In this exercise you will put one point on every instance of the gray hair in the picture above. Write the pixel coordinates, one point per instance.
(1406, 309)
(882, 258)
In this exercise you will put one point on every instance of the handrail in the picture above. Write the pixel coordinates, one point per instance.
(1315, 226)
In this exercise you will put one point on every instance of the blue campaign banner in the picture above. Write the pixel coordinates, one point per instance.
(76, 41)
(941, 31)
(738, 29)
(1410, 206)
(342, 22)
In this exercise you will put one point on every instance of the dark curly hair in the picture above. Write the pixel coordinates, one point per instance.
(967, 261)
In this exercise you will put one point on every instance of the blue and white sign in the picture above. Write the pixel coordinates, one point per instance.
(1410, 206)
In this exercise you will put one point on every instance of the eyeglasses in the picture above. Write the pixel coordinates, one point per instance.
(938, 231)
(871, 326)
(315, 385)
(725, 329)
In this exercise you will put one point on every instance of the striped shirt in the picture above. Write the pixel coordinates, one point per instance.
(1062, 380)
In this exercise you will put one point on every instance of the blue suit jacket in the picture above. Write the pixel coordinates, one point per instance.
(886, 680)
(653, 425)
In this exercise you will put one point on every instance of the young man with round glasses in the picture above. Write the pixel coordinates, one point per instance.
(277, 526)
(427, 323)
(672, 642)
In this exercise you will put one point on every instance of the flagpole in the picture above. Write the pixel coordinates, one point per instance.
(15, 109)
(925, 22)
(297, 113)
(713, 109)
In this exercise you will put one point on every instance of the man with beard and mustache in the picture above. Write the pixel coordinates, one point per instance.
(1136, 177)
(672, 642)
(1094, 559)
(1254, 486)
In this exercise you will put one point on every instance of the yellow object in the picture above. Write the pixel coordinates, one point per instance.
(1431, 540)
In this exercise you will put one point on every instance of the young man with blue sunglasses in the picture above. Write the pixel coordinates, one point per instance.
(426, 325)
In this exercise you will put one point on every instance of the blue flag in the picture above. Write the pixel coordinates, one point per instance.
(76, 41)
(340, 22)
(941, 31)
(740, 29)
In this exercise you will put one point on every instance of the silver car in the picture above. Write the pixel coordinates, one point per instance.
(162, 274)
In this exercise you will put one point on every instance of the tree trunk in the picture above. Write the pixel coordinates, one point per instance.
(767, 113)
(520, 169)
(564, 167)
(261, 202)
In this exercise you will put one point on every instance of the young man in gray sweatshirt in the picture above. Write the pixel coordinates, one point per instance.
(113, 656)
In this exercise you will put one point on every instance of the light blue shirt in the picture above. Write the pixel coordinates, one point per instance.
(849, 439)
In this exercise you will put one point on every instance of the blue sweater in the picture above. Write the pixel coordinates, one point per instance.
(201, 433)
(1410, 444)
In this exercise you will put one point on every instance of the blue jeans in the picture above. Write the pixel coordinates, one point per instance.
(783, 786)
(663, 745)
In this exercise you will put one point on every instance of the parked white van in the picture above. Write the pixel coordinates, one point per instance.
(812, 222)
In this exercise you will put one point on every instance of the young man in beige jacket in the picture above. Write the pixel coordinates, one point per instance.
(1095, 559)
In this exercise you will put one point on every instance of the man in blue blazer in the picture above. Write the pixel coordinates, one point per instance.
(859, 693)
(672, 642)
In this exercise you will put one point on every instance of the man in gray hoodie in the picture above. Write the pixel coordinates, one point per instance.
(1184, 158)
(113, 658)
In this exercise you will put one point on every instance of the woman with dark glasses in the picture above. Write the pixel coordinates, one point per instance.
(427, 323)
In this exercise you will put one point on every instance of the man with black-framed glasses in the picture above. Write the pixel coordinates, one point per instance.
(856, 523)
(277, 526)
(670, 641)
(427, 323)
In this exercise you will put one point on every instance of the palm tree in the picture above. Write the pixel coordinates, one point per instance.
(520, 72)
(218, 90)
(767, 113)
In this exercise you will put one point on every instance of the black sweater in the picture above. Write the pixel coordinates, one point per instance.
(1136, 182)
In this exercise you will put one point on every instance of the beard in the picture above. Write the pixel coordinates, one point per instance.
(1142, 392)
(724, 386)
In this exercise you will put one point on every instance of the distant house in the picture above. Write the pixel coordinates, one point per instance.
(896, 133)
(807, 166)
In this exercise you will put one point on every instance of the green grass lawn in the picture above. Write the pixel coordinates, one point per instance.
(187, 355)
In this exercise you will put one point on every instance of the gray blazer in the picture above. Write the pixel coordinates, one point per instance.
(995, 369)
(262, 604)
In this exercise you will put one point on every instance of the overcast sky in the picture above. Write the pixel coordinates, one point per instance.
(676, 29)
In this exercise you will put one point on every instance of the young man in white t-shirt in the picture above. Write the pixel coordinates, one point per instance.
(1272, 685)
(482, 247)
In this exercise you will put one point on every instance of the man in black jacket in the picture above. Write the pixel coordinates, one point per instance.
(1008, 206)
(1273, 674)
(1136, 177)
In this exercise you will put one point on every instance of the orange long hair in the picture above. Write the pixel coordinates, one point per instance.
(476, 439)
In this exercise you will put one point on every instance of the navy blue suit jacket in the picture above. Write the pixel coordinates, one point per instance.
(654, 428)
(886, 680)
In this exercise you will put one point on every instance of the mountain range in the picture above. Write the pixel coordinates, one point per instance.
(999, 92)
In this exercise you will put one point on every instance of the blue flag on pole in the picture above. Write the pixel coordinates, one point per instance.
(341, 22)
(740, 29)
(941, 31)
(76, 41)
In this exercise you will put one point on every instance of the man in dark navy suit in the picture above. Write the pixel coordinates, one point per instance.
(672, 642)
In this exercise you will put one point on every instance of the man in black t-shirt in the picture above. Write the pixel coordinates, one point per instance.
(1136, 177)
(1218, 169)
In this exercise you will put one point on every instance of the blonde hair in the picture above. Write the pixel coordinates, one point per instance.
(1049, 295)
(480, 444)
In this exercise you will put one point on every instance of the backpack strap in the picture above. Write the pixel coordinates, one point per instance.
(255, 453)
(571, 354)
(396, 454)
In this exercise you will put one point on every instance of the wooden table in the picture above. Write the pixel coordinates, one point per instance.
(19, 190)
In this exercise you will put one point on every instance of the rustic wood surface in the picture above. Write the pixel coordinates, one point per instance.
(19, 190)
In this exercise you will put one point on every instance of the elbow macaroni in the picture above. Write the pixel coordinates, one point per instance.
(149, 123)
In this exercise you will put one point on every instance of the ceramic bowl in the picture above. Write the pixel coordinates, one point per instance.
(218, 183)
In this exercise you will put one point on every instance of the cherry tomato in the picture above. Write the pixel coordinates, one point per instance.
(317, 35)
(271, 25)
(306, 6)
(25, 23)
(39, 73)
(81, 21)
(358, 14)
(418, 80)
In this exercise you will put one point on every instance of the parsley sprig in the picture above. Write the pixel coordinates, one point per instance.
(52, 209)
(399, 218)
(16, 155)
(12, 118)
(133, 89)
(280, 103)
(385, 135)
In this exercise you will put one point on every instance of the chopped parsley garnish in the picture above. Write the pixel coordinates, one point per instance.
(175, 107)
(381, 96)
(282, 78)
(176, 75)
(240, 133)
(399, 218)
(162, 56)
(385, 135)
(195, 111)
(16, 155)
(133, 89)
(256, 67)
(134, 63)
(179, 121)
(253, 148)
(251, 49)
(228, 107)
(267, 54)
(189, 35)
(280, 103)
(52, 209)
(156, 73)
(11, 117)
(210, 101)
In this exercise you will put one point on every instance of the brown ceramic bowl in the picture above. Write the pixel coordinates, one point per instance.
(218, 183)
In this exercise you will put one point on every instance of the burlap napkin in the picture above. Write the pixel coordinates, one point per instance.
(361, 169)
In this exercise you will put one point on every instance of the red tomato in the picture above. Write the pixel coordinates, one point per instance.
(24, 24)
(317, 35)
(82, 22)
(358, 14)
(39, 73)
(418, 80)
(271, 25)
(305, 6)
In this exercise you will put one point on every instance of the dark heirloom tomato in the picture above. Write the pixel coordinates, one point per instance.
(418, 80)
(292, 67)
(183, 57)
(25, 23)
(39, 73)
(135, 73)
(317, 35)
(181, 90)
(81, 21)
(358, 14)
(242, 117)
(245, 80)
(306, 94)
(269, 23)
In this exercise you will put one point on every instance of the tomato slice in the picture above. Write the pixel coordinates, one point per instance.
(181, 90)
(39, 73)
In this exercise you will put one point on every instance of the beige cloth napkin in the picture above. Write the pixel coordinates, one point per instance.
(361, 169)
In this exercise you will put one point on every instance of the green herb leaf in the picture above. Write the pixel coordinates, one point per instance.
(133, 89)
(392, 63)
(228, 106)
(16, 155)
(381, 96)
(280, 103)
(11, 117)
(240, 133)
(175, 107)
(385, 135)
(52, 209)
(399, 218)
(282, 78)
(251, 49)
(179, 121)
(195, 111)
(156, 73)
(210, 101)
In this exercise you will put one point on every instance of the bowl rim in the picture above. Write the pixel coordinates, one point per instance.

_ _ _

- **What is required**: Take the line with "of the tomato" and all lines after it to the last line, and reproduce them exactly.

- **Solution to this exercise**:
In this exercise you will put one point on every instance of the tomato slice in the picture above. Write the pixel coordinates, one point per instance.
(181, 90)
(39, 73)
In this exercise you will put one point on every instance of the beige cloth napkin in the picture above. Write the pixel coordinates, one point per instance.
(361, 169)
In this exercise you will put one point on every instance of the green herb leaf in the picture above. Write the pixel coordinates, one point per instance.
(133, 89)
(392, 63)
(228, 106)
(16, 155)
(381, 96)
(280, 103)
(11, 117)
(240, 133)
(175, 107)
(385, 135)
(52, 209)
(399, 218)
(282, 78)
(251, 49)
(179, 121)
(195, 111)
(156, 73)
(210, 101)
In this exercise you will put one point on every instance of the bowl rim in the picture above. Write the pixel coordinates, one point per instance.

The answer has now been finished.